**Description of the task**
Give back each entry word for word, but drop the images.

**Data provided**
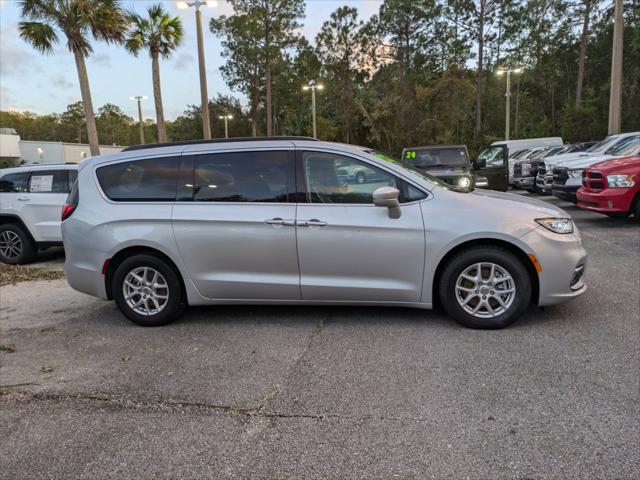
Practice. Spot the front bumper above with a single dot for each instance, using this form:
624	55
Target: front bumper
609	200
560	257
565	192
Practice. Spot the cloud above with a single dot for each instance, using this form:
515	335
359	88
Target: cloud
60	81
183	60
101	59
15	59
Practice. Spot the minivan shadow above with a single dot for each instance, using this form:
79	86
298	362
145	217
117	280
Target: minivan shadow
312	315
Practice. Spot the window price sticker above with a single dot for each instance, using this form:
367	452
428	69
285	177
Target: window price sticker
41	183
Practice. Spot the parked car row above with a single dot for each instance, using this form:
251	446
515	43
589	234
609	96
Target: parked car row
288	221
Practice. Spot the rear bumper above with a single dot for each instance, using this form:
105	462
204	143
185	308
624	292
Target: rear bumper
610	200
565	192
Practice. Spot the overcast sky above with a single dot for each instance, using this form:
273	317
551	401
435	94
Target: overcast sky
44	84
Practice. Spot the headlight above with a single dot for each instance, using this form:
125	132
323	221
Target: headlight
620	181
464	182
557	225
482	182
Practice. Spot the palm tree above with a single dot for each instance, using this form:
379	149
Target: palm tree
161	34
44	21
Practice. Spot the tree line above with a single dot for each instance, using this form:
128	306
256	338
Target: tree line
417	72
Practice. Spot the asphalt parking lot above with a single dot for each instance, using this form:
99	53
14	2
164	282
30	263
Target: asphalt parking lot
290	392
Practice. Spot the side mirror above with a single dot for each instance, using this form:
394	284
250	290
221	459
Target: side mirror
388	197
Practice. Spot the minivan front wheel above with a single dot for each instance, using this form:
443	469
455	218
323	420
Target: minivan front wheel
147	290
485	287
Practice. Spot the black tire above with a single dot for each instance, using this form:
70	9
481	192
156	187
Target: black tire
174	305
27	250
500	257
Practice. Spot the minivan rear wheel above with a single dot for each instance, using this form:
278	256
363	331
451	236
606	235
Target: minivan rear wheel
485	287
147	290
16	246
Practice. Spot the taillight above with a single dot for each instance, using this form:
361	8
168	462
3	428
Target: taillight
67	210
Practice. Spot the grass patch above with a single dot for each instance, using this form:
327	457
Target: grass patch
12	274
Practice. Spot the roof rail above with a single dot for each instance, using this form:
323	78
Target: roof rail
217	140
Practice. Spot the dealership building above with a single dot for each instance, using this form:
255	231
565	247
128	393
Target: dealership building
28	152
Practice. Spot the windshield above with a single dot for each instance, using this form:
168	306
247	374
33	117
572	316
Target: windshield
624	147
596	147
437	157
411	169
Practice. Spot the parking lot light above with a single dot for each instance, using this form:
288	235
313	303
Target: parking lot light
508	72
313	87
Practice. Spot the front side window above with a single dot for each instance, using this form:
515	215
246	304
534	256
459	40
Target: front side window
14	182
49	181
494	156
261	176
435	157
149	180
333	178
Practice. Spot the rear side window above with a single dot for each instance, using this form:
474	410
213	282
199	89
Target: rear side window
49	181
266	176
14	182
150	180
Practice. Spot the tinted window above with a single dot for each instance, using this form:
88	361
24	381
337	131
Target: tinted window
336	179
14	182
494	156
152	180
437	157
244	177
49	181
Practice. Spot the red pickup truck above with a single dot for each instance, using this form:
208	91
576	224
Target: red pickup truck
612	187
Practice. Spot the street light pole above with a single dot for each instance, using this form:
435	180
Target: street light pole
204	96
226	125
139	98
615	95
313	87
507	118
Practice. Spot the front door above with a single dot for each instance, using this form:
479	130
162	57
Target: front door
48	190
349	249
496	169
236	233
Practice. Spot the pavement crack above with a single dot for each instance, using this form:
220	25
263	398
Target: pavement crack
177	406
278	387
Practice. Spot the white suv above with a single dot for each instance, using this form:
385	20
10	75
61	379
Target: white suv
31	199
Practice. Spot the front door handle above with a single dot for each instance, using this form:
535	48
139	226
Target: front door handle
280	221
314	222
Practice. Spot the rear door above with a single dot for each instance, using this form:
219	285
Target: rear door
496	169
235	224
48	190
349	249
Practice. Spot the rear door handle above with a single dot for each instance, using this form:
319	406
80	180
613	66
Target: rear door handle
314	222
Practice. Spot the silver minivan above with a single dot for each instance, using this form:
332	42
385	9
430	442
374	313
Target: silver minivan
271	221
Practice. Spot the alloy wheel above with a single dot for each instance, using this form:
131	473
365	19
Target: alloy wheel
145	290
485	290
10	245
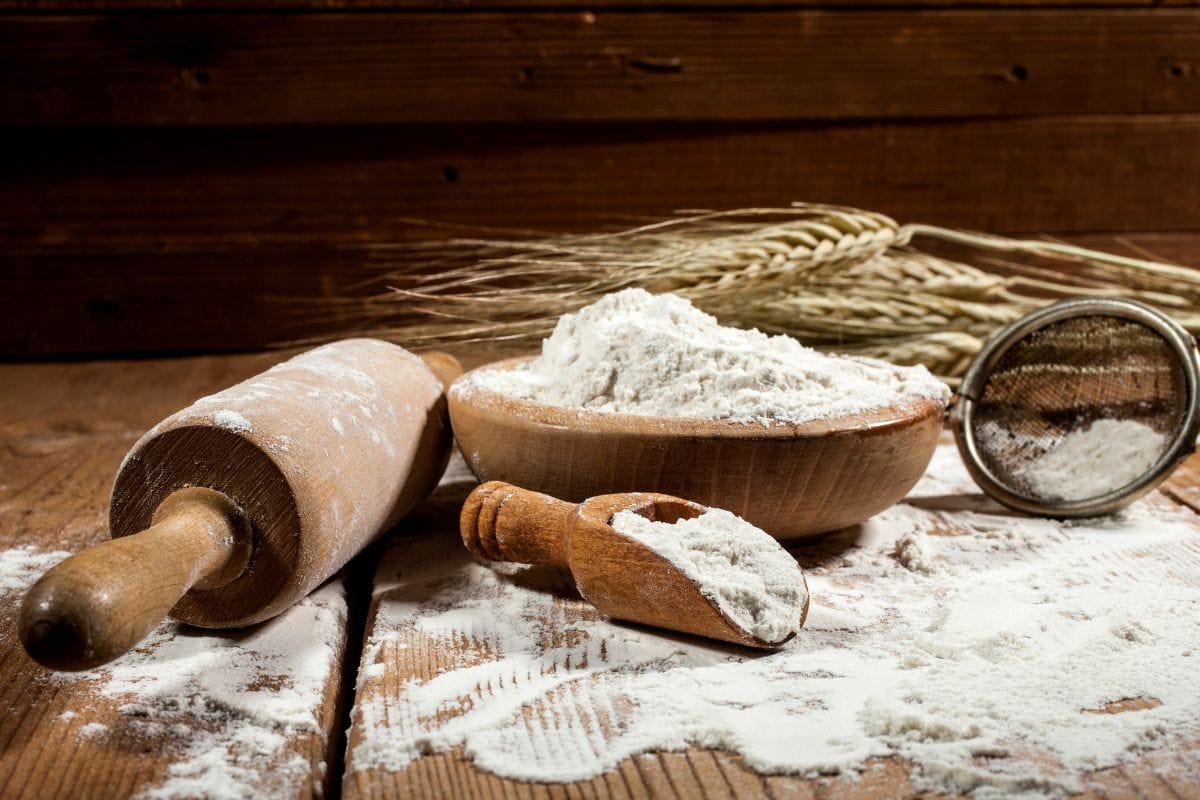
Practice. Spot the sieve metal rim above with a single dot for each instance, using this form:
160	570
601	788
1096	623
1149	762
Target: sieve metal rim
981	370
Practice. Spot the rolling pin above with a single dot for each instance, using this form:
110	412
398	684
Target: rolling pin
618	575
232	510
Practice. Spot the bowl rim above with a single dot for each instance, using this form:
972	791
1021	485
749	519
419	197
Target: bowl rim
910	410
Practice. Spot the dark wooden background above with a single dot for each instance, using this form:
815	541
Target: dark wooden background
181	175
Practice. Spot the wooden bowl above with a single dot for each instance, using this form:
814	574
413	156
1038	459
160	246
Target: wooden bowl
790	480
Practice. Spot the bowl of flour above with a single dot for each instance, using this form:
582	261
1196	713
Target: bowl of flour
642	392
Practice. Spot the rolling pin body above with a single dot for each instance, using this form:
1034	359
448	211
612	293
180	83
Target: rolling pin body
316	457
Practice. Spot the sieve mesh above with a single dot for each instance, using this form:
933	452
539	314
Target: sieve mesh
1066	376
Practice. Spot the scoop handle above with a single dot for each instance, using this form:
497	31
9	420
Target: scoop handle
501	522
99	603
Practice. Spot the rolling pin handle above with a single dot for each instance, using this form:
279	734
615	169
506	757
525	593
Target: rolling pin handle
501	522
97	605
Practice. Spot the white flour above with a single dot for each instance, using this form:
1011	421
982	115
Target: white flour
984	674
232	421
221	708
1095	461
21	566
743	570
657	355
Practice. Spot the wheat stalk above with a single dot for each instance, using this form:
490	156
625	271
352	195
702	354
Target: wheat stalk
833	277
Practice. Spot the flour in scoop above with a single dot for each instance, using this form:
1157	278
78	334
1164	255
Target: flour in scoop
658	355
743	570
1095	461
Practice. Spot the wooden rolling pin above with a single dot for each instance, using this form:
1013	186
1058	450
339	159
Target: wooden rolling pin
232	510
622	577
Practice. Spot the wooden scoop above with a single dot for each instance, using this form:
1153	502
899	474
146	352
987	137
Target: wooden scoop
232	510
618	575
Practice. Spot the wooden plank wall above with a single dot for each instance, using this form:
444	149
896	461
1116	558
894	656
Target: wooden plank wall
202	174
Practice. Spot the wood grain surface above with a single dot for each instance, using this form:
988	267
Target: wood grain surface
196	190
64	429
525	66
427	546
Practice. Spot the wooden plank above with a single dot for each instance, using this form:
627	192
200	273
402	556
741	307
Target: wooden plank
63	431
239	68
106	302
192	188
425	558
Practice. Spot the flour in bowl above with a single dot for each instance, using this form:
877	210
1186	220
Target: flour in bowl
750	577
658	355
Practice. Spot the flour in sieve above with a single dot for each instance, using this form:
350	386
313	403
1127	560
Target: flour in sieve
658	355
1095	461
742	569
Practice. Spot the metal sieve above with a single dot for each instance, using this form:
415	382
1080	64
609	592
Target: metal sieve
1061	370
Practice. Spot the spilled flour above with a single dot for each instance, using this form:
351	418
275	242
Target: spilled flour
227	710
1095	461
658	355
985	673
22	566
742	569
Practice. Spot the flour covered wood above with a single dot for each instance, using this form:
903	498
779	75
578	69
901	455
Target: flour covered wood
983	659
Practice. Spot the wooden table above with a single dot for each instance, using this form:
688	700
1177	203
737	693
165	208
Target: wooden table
64	428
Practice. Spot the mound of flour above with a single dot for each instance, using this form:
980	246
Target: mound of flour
743	570
658	355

**Solution to the exercise**
Practice. Spot the front bumper above with a single dot for each instance, using this form:
624	55
Target: front bumper
609	200
560	257
565	192
Practice. Spot the cloud above with a single dot for each instance, using this form:
515	335
359	88
Target: cloud
60	81
183	60
101	59
15	59
Practice. Spot the minivan shadow above with a single dot for each instance, using this form:
79	86
298	362
145	217
117	280
Target: minivan shadow
312	315
Practice. Spot the window price sticker above with a single dot for each instance, using this form:
367	452
428	69
285	177
Target: window price sticker
41	183
Practice. Spot the parked car row above with a single dot for each instance, using this form:
251	446
515	43
589	234
609	96
Target: parked car row
288	221
Practice. Spot the rear bumper above with a single dot for each instance, using this form:
105	462
204	143
185	308
624	292
Target: rear bumper
610	200
565	192
Practice. Spot the overcast sky above with a single dot for each instance, using this form:
273	317
551	401
435	94
Target: overcast sky
44	84
Practice. Spot the headlight above with a single dot for each instance, using this form:
125	132
323	221
Target: headlight
620	181
464	182
557	225
482	182
Practice. Spot the palm tree above with a single dot for each instance, using this form:
379	149
Target: palm tree
161	34
44	21
Practice. Spot the tree line above with a single dot for each instance, using this form:
128	306
256	338
Target: tree line
417	72
Practice. Spot the asphalt parking lot above with a single dot for each instance, using this form:
99	53
14	2
164	282
30	263
Target: asphalt parking lot
290	392
Practice. Spot the side mirror above with a single dot for each instance, using this form:
394	284
250	290
221	459
Target: side mirror
388	197
Practice. Spot the minivan front wheel above with a single dot for each instance, using this form:
443	469
455	218
323	420
Target: minivan front wheel
147	290
485	287
Practice. Spot the black tire above with a single dot for each instance, using this form:
70	9
481	192
156	187
Target: black tire
174	305
27	250
500	257
Practice. Spot the minivan rear wheel above with a single dot for each instance, using this form:
278	256
363	331
451	236
606	235
Target: minivan rear wheel
485	287
147	290
16	246
Practice. Spot the taillight above with a single dot for each instance, using this form:
361	8
168	462
3	428
Target: taillight
67	210
Practice. Spot the grass patch above with a single dot for each instance, using this form:
327	457
Target: grass patch
12	274
Practice. Spot the roof rail above with a single dot for each instance, using this form:
323	78
Target: roof rail
217	140
Practice. Spot the dealership building above with a single dot for each instance, using this form:
255	231
565	247
128	393
Target: dealership building
28	152
Practice. Spot the windshield above with a single dot for each instance, using this form:
168	306
247	374
33	117
572	316
Target: windshield
624	147
596	147
437	157
411	169
Practice. Spot the parking lot light above with a single dot for each instance, using this form:
288	235
313	303
Target: parking lot light
508	72
313	87
Practice. Spot the front side window above with a single dot for each instance, using this form:
515	215
246	304
534	256
459	40
Target: front side window
14	182
49	181
494	156
261	176
435	157
149	180
333	178
Practice. Spot the rear side window above with a single dot for each instance, using this form:
474	410
213	282
199	89
Target: rear side window
49	181
266	176
14	182
150	180
Practice. Spot the tinted window above with a single dot for each instance, using this form:
88	361
24	381
337	131
Target: tinted window
336	179
14	182
494	156
152	180
437	157
244	177
49	181
Practice. Spot the red pickup truck above with a single dot for each instance, using this form:
208	91
576	224
Target: red pickup truck
612	187
Practice. Spot the street light pole above with a single dot for each instance, using this form:
435	180
Target: street light pole
204	96
226	125
139	98
615	95
313	87
507	118
Practice. Spot the front door above with a single dot for each instance, using this form:
479	130
162	57
Target: front door
48	190
349	249
496	169
236	233
Practice. Spot the pavement crack above with a single dot for each instance, using this form:
220	25
263	398
Target: pavement crack
177	406
278	387
Practice. Spot the white suv above with a single dot for each instance, using this form:
385	20
10	75
61	379
Target: white suv
31	199
Practice. Spot the front door handle above with a single dot for each instance, using this form:
535	48
139	226
Target: front door handle
280	221
314	222
Practice. Spot the rear door above with a single dot for each instance, using this form:
219	285
Target: rear door
496	169
235	224
48	190
349	249
Practice. Spot the rear door handle above with a single dot for each instance, using this form:
319	406
80	180
613	66
Target: rear door handle
314	222
Practice. Spot the silver minivan above with a single dot for each instance, using this form:
332	42
385	9
430	442
374	313
Target: silver minivan
271	221
Practice. Spot the alloy wheel above with a single dot for each instance, using this form:
131	473
365	19
Target: alloy wheel
145	290
485	290
10	245
Practice. Spot the sieve metal rim above with a single dot for each instance, using this form:
160	570
601	788
1096	623
1149	762
Target: sieve metal rim
981	370
Practice. Spot the rolling pin above with a single dot for each instance, using this form:
110	412
398	684
Target: rolling pin
618	575
232	510
Practice. Spot the bowl rim above with a single dot for each instance, using this form:
972	791
1021	485
749	519
419	197
Target: bowl rim
910	410
Practice. Spot the dark wooden background above with a single dot for each instance, using this form:
815	541
Target: dark wooden background
181	175
Practice. Spot the wooden bowl above with a single dot for each instance, using this form:
814	574
413	156
1038	459
160	246
Target: wooden bowl
790	480
Practice. Spot the bowl of flour above with a single dot for each instance, using this form:
582	261
1196	713
Target: bowl of flour
642	392
Practice. Spot the rolling pin body above with a single dot for each instance, using this form:
1034	359
448	211
612	293
180	83
Target: rolling pin body
316	457
Practice. Spot the sieve mesh above with a single dot for each instance, using this form:
933	452
539	314
Target: sieve mesh
1066	376
Practice. Spot the scoop handle above with a single dot for each instance, using this form:
497	31
9	420
Target: scoop handle
501	522
99	603
Practice. Spot the rolling pin handle above with a single dot for each instance, using this form:
279	734
615	169
506	757
525	593
Target: rolling pin handle
501	522
97	605
Practice. Spot the white flour above with a single dot for each instance, using this form:
1011	421
982	115
Target: white flour
984	674
232	421
221	708
1095	461
21	566
743	570
657	355
Practice. Spot the wheat stalk above with a single dot for each instance, using this form:
490	156
625	271
352	195
702	354
Target: wheat stalk
833	277
Practice. Spot the flour in scoop above with a single dot for each instance, using this form:
1157	278
78	334
1164	255
Target: flour in scoop
658	355
743	570
1095	461
Practice. Spot the wooden rolling pin above with a single dot for each instance, using this form:
1013	186
1058	450
339	159
Target: wooden rolling pin
232	510
622	577
Practice. Spot the wooden scoop above with a single dot for each instance, using this form:
1153	502
899	474
146	352
987	137
Target: wooden scoop
232	510
618	575
Practice. Spot the wooden plank wall above with a single dot for each instance, using this form:
444	149
896	461
1116	558
894	656
Target: wooden plank wall
202	174
Practice. Spot the wood grain surface above with a single dot for each instance, using this form:
988	267
Target: wood grain surface
196	190
64	429
525	66
427	546
Practice. Spot the wooden plank above with a single dot for each instance, using this form:
627	192
200	273
402	556
741	307
Target: wooden plank
63	431
239	68
106	302
192	188
425	558
Practice. Spot the flour in bowl above with a single dot for each instance, using this form:
877	210
1186	220
Target: flour in bowl
750	577
658	355
Practice. Spot the flour in sieve above with a single dot for each instance, using this form:
350	386
313	403
1127	560
Target: flour in sieve
658	355
1095	461
742	569
Practice. Spot the metal sieve above with a single dot for each instance, using this form:
415	382
1080	64
609	592
Target: metal sieve
1061	370
Practice. Spot the spilled flour above with a single dot for each instance, using this form:
351	418
275	242
Target: spilled flour
227	710
1095	461
658	355
985	673
22	566
742	569
Practice. Spot the flour covered wood above with a single dot for each instance, using this form:
903	498
779	75
578	69
901	455
Target: flour covered wood
983	659
Practice. Spot the wooden table above with a single dot for each instance, using this form:
688	700
1177	203
737	693
165	208
Target: wooden table
64	428
Practice. Spot the mound of flour above with a single dot for each instance, using this form:
980	246
Target: mound of flour
743	570
658	355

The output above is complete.